### Your objective
Count the lines of the material below that contain the string "ceiling", matching case exactly, and reply with only that number.

### Excerpted records
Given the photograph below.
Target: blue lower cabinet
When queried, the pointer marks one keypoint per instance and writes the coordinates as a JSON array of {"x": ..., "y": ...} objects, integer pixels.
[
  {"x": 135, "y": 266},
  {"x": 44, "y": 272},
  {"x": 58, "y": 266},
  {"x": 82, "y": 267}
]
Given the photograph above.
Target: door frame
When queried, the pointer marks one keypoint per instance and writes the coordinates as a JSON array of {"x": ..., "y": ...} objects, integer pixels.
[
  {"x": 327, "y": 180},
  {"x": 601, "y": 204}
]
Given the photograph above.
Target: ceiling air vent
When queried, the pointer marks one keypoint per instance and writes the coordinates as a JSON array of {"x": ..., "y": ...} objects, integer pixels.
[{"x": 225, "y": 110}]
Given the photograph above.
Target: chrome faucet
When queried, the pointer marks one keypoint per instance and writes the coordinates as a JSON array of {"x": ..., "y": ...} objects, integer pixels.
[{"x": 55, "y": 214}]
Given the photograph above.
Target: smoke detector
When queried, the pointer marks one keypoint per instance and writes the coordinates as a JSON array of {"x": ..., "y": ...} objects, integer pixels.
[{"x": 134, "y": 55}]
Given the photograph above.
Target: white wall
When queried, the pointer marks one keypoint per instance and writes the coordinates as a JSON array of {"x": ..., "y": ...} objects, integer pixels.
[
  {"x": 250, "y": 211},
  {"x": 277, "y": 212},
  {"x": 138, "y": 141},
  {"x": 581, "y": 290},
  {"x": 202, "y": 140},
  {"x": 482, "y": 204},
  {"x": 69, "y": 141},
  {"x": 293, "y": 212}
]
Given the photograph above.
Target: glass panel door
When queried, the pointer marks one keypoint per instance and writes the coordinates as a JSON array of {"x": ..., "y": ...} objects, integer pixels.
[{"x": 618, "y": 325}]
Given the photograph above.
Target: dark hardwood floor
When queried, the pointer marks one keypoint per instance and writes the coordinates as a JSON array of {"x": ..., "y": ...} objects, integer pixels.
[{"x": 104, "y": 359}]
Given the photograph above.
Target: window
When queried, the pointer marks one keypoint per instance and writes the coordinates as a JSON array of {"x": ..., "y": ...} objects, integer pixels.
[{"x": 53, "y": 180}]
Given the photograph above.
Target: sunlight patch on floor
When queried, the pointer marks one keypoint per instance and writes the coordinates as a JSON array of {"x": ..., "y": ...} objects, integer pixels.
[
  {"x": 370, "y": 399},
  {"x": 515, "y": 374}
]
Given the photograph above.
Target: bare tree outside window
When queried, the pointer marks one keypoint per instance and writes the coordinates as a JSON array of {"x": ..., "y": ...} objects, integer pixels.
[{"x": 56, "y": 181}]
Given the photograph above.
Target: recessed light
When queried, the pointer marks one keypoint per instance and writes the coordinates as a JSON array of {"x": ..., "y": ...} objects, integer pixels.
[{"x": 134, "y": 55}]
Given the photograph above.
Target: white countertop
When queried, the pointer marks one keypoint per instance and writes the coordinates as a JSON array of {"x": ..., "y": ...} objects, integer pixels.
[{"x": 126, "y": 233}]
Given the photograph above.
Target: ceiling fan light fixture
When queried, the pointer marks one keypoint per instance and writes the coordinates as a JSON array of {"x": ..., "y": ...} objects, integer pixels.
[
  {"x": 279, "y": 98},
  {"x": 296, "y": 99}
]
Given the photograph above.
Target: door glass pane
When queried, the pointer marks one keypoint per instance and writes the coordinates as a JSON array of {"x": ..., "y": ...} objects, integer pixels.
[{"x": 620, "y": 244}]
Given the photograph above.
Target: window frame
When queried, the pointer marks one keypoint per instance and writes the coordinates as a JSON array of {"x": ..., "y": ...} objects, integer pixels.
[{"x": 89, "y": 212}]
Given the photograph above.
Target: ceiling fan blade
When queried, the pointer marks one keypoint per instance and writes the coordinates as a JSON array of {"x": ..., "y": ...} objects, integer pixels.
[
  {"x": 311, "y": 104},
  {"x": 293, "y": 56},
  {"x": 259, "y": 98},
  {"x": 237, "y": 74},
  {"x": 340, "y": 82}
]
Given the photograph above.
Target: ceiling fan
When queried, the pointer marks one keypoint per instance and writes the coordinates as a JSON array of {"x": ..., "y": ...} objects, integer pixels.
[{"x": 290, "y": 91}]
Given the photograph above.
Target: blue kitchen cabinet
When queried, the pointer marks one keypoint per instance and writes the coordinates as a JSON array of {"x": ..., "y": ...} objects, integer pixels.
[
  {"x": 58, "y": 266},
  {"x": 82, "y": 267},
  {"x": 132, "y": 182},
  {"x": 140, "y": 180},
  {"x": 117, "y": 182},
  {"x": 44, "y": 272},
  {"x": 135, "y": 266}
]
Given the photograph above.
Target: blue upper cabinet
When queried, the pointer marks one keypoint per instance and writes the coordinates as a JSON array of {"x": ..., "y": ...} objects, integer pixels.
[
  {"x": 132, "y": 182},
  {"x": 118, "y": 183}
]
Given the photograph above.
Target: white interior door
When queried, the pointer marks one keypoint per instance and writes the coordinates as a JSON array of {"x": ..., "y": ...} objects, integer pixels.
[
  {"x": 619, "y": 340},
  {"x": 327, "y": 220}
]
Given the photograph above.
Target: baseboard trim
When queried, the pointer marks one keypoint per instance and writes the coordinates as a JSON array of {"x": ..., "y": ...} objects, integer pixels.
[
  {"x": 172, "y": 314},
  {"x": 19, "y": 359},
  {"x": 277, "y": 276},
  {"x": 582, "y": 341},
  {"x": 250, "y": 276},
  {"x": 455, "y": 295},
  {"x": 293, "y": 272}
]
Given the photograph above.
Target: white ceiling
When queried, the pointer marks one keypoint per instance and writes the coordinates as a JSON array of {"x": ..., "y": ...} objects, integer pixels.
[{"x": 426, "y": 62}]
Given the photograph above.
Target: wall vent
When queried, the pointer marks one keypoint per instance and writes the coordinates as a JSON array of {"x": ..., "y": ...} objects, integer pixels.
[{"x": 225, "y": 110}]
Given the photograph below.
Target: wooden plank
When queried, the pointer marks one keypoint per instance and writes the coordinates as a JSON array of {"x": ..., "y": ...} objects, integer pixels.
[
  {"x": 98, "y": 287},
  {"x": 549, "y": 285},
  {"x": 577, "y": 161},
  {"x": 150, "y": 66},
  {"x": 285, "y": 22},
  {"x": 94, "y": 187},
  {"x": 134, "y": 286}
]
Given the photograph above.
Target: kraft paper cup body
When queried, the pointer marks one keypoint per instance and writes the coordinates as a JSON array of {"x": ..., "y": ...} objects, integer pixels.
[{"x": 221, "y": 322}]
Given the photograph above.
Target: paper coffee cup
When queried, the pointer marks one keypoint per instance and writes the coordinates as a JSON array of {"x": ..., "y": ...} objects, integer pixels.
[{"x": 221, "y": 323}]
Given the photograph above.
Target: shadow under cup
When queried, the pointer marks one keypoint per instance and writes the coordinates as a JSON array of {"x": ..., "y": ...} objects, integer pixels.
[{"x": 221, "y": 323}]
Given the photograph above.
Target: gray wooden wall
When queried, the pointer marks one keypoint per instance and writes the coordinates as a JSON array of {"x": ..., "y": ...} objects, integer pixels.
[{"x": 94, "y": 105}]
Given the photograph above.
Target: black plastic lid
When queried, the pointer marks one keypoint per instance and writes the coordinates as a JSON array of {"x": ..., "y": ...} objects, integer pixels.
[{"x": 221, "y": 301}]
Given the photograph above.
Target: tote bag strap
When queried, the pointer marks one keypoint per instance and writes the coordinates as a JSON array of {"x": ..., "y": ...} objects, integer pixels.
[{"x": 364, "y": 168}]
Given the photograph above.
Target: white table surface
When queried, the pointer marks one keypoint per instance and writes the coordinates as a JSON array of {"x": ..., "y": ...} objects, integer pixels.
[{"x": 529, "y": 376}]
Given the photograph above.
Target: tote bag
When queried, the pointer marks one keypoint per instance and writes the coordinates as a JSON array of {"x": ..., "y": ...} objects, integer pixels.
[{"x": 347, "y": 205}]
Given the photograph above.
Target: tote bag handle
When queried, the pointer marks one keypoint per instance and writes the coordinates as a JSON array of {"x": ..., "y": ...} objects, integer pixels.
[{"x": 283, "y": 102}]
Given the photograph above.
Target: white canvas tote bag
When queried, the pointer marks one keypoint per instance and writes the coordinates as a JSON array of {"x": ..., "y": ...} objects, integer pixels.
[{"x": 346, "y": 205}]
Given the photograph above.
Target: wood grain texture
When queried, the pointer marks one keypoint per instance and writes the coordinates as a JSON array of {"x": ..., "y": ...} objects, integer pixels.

### Full response
5